→ **TASK TO COMPLETE**: Set down the material below word for word, excluding the pictures.

----------------

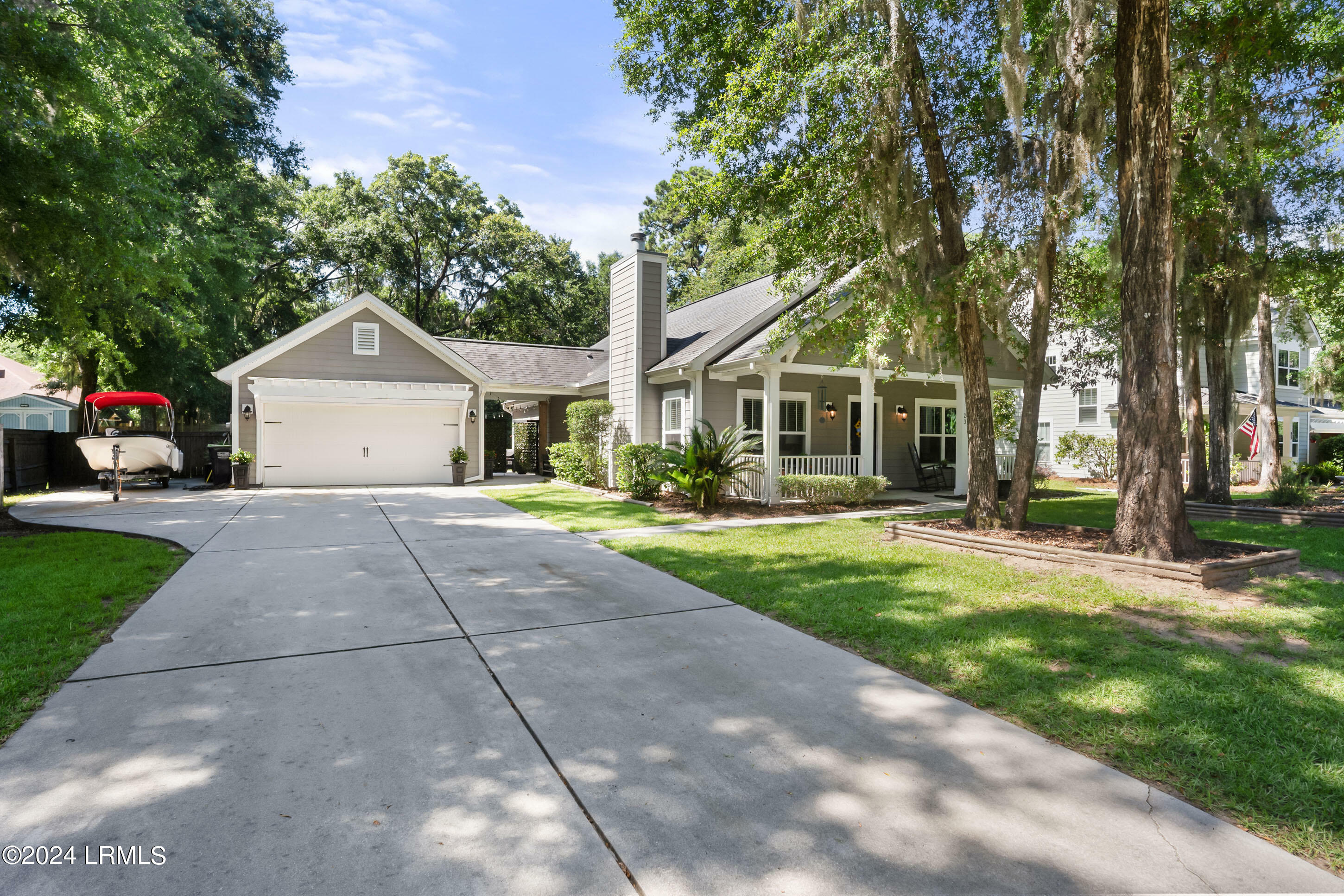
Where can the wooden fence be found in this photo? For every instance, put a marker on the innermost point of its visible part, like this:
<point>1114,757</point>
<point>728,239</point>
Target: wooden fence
<point>37,458</point>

----------------

→ **WORKED ANSWER**:
Where can the wooden fence be found in this photo? For every instance, put a marker on the innermost point of its visible part, like this:
<point>1114,757</point>
<point>728,239</point>
Target: wooden fence
<point>37,458</point>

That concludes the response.